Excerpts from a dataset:
-*-*-

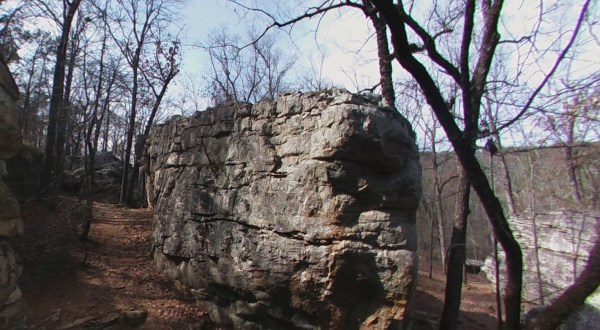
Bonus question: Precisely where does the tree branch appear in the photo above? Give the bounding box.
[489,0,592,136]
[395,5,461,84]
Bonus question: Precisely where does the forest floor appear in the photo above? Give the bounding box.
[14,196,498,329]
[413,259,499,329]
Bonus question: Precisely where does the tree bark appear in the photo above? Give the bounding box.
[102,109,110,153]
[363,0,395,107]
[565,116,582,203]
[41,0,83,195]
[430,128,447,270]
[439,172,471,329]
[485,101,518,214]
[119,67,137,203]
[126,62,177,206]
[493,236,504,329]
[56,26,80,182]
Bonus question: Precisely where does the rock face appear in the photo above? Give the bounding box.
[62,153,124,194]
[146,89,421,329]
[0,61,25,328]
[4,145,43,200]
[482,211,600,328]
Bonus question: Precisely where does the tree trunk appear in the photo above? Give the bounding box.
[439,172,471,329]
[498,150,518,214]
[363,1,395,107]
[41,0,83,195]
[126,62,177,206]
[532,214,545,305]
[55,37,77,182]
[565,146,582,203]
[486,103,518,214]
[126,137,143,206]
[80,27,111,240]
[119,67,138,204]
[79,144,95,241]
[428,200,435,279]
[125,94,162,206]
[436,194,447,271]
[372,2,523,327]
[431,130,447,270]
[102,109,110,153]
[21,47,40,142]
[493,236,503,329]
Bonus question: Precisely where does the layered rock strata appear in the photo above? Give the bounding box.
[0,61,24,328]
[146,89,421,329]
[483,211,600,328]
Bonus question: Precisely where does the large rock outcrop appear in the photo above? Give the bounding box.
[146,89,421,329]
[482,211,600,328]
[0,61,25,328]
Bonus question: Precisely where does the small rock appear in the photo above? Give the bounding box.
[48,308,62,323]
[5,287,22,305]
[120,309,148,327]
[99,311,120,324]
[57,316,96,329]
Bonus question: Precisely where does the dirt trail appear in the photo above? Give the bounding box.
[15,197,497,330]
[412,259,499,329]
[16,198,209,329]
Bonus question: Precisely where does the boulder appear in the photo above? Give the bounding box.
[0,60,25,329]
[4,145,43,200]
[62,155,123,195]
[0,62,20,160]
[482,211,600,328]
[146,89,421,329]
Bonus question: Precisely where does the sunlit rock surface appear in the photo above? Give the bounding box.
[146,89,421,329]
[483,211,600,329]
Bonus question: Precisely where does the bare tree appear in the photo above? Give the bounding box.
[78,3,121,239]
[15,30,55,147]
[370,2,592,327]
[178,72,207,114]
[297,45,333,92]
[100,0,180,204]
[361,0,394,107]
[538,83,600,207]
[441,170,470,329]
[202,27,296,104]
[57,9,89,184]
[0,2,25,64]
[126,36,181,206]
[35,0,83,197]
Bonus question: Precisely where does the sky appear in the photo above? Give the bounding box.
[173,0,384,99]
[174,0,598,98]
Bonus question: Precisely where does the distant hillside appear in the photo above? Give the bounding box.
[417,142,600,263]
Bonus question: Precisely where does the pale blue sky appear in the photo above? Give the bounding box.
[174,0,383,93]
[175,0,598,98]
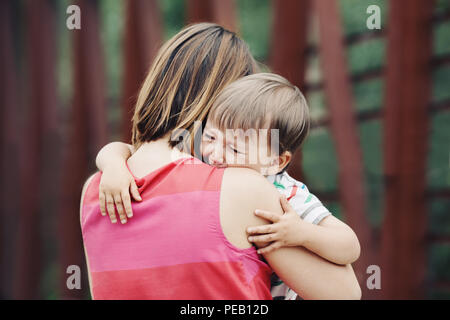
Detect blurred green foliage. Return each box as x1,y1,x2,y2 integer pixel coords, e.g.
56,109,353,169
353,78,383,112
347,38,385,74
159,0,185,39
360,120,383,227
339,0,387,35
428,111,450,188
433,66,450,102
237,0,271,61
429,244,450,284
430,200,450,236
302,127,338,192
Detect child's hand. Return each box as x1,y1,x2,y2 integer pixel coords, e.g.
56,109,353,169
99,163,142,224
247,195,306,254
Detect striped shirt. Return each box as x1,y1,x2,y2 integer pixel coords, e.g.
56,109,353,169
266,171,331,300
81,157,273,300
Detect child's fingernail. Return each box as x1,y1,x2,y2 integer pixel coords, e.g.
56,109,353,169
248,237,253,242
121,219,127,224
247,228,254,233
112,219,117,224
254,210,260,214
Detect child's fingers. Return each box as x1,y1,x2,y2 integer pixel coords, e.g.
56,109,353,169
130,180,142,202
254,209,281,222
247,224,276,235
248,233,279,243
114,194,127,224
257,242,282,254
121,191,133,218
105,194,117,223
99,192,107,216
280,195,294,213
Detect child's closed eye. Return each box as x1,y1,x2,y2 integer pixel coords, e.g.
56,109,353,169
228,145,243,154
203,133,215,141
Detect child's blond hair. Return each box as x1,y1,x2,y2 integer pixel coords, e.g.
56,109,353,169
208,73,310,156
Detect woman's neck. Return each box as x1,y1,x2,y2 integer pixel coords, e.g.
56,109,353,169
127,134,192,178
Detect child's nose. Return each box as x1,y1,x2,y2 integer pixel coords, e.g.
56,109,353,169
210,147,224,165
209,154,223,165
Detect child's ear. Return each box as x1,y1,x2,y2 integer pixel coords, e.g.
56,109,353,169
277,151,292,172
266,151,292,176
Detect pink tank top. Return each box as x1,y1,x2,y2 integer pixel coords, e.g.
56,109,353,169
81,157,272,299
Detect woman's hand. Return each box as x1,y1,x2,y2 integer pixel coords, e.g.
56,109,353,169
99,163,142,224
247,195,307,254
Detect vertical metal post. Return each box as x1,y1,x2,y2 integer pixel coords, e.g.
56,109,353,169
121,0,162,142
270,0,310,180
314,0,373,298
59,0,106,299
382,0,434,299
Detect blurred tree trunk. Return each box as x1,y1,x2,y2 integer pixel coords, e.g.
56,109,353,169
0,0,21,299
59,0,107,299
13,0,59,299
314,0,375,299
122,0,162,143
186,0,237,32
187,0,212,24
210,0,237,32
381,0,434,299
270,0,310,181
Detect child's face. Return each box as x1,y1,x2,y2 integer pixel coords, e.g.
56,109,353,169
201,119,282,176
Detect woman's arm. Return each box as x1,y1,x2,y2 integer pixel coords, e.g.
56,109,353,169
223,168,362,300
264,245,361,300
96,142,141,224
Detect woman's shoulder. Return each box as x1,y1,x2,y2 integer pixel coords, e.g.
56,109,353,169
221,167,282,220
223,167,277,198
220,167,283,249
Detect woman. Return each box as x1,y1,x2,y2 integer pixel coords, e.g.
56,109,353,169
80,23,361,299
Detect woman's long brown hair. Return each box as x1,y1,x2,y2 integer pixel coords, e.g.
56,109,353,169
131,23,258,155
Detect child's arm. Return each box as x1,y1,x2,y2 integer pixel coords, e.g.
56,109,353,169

-*-*-

**Instructions for the task**: Would you please write out the entries in full, exactly as they read, but without pictures?

**Exercise result**:
Bonus question: Precisely where does the tree branch appear in the photo above? Give the bounding box.
[489,0,592,136]
[395,5,461,84]
Bonus question: Precisely where does the forest floor appear in the photo above? Give the bounding box.
[14,196,498,329]
[413,259,499,329]
Bonus question: Precisely where does the tree bark appear in the photo above? Give the bounding box.
[102,109,110,153]
[363,0,395,107]
[565,116,582,203]
[41,0,83,195]
[430,128,447,270]
[439,172,471,329]
[485,101,518,214]
[119,67,137,203]
[126,62,177,206]
[493,236,504,329]
[56,26,80,182]
Bonus question: Precisely where does the rock face appear in the photo above? Give the bounding box.
[62,153,124,194]
[146,89,421,329]
[0,61,25,328]
[4,145,43,200]
[482,211,600,328]
Bonus question: Precisely where does the tree trunk appear in the photo above? Give the bounding box.
[439,172,471,329]
[498,150,518,214]
[363,1,395,107]
[41,0,83,195]
[126,62,177,206]
[532,214,545,305]
[55,37,77,182]
[565,146,582,203]
[486,103,518,214]
[126,137,143,206]
[80,27,111,240]
[119,67,138,204]
[79,144,95,241]
[428,200,435,279]
[125,94,162,206]
[436,194,447,271]
[372,2,523,327]
[431,130,447,270]
[102,109,110,153]
[21,47,40,142]
[493,236,503,329]
Bonus question: Precisely where does the layered rock strata appear in the photo above? Give the bounding box.
[0,61,24,328]
[146,89,421,329]
[483,211,600,328]
Bonus question: Precisely where does the large rock outcrop appear in the photo above? Give the bounding box.
[146,89,421,329]
[482,211,600,328]
[0,61,25,328]
Bonus question: Precisely where does the small rock appear in the photo above? Give the bounding box.
[48,308,62,323]
[5,287,22,305]
[120,309,148,327]
[99,311,120,324]
[57,316,96,329]
Bonus question: Precisely where does the dirt trail appear in the photo above? Give the bounding box.
[15,197,497,330]
[412,259,499,329]
[16,198,209,329]
Bonus question: Precisely where does the boulder appear in the photo above? Give the bounding box.
[0,60,25,329]
[4,145,43,200]
[62,155,123,195]
[0,62,20,160]
[482,211,600,328]
[146,89,421,329]
Bonus question: Precisely where does the sunlit rock surface appear in the photo above? Give the bounding box.
[146,89,421,329]
[483,211,600,329]
Bonus question: Precisely where does the bare tree appear in the photo above? Give the bounding box.
[78,3,121,239]
[15,30,55,147]
[370,2,592,327]
[178,72,207,114]
[297,45,333,92]
[100,0,180,204]
[361,0,394,107]
[538,83,600,207]
[441,170,470,329]
[202,27,296,104]
[57,9,89,184]
[0,2,25,64]
[126,36,181,206]
[35,0,83,197]
Bonus question: Precisely where does the sky appear in the photo above? Give the bounding box.
[173,0,384,99]
[174,0,598,98]
Bonus question: Precisely where does the distant hillside appear in the photo above? Give the bounding box.
[417,142,600,263]
Bonus question: Precisely where does the pale blue sky appear in the photo above? Give the bounding box.
[174,0,383,93]
[175,0,598,98]
Detect blurred green foliage. Return each box as x1,y1,x2,y2 integer pixel coords, e.g.
56,109,353,169
353,78,383,112
347,38,385,74
159,0,185,39
360,120,383,227
339,0,387,35
428,111,450,188
433,66,450,102
237,0,271,61
429,244,450,284
430,200,450,236
302,127,338,192
Detect child's hand. Return each box as x1,y1,x2,y2 integer pixel coords, e.g.
56,109,353,169
99,163,142,224
247,195,306,254
Detect striped shirt. Return each box as x1,y1,x2,y2 integer pixel coords, e.g.
56,109,353,169
266,171,331,300
81,157,273,300
Detect child's fingernail. Return each box as x1,y1,x2,y2 integer pixel coords, e.g.
56,109,353,169
248,237,253,242
121,219,127,224
247,228,254,233
112,219,117,224
254,210,260,214
Detect child's fingers. Return each box as x1,y1,x2,y2 integer pixel coords, e.g.
56,109,353,169
130,180,142,202
254,209,281,222
247,224,276,235
248,233,279,243
114,194,127,224
257,242,282,254
121,191,133,218
105,194,117,223
99,192,107,216
280,195,294,213
Detect child's closed eye. Return each box as x1,y1,x2,y2 integer pixel coords, e.g.
56,109,353,169
228,145,243,154
203,133,215,141
Detect child's blond hair. Return each box as x1,y1,x2,y2 integer pixel coords, e.g.
56,109,353,169
208,73,310,156
Detect woman's neck. Return each box as x1,y1,x2,y2 integer pixel coords, e.g.
56,109,353,169
127,134,192,178
Detect child's nose. Return each box as x1,y1,x2,y2 integer pixel coords, e.g.
56,109,353,169
210,147,224,165
209,154,223,165
Detect child's ear. Return each box as x1,y1,x2,y2 integer pixel coords, e.g.
56,109,353,169
277,151,292,172
266,151,292,176
Detect pink tank top. Return each box as x1,y1,x2,y2 integer pixel coords, e.g.
56,109,353,169
81,157,272,299
Detect woman's hand. Return each box as x1,y1,x2,y2 integer pixel coords, e.g.
56,109,353,169
99,163,142,224
247,195,307,254
Detect vertical metal post. Return each box as x1,y1,x2,y2 integer pixel coords, e.g.
56,109,353,169
121,0,162,142
270,0,310,180
314,0,373,298
59,0,106,299
382,0,434,299
Detect blurred tree trunk. Return each box as x1,y1,x2,y2 integer pixel coords, e.g.
56,109,353,169
0,0,21,299
59,0,107,299
13,0,59,299
314,0,375,299
122,0,162,143
186,0,237,32
187,0,212,24
210,0,237,32
381,0,434,299
270,0,310,181
Detect child's face. Return each box as x1,y1,x2,y2 integer pixel coords, e.g.
56,109,353,169
201,119,282,176
Detect woman's arm. Return each box as x1,y1,x2,y2 integer pixel coords, e.g.
56,109,353,169
223,168,362,300
264,245,361,300
96,142,141,224
Detect woman's shoulder. Return each box as x1,y1,x2,y2 integer pixel coords, e.g.
56,109,353,169
221,167,282,220
223,167,277,198
220,167,283,249
Detect woman. Return each box as x1,y1,x2,y2 integer pixel coords, e.g.
56,109,353,169
80,23,361,299
Detect woman's long brown hair. Return each box as x1,y1,x2,y2 integer pixel coords, e.g.
56,109,353,169
131,23,258,155
Detect child's arm. Return each box as x1,y1,x2,y2 integer pixel coords, e.g.
56,109,353,169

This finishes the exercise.